*TO DO*.
Retype the whole listing below exactly, keeping every picture out of it.
[DATA LISTING Boundary: Start]
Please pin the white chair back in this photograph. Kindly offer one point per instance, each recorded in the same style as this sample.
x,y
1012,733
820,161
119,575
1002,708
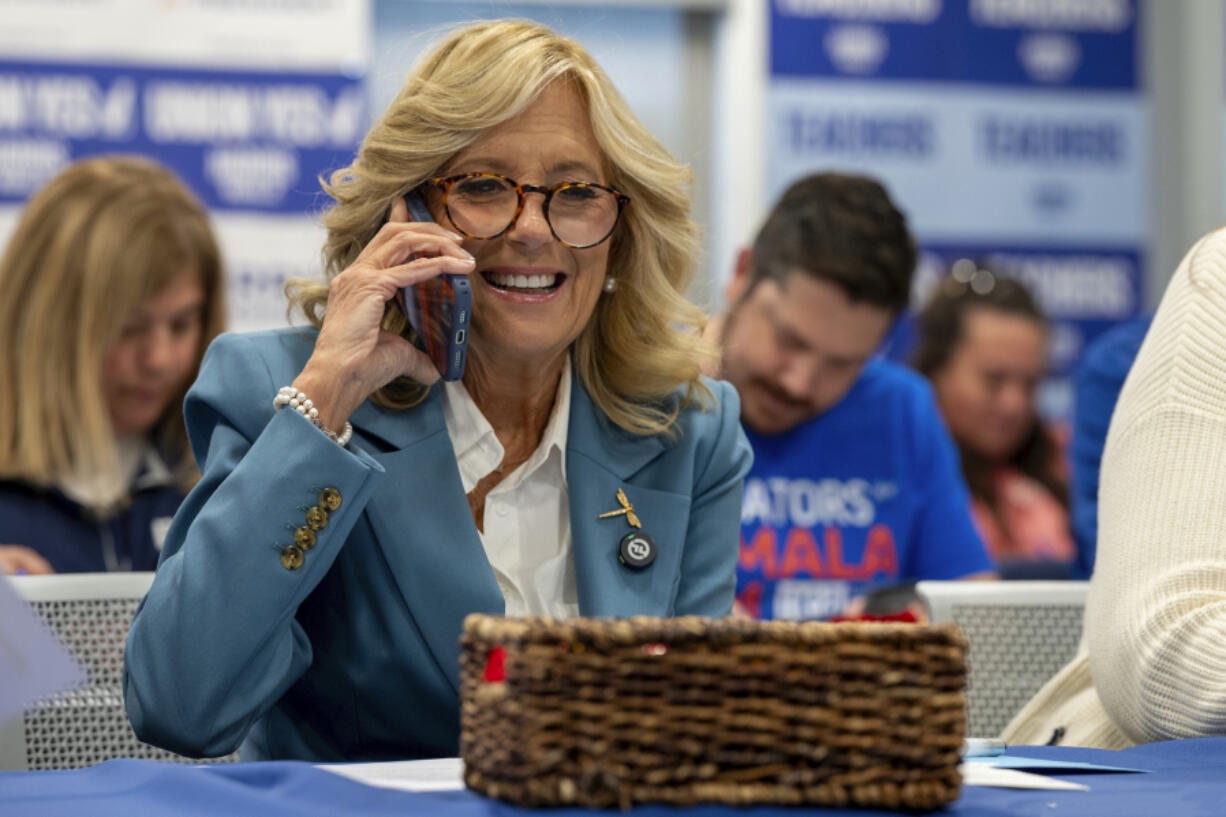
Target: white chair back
[DATA LISTING Boundary: End]
*RESULT OF THE TASK*.
Please pin the white chair back in this photograph. Kindly offer one point per instance, each recorded in the same style as this sample.
x,y
1012,733
820,161
119,575
1002,708
Target: white chair back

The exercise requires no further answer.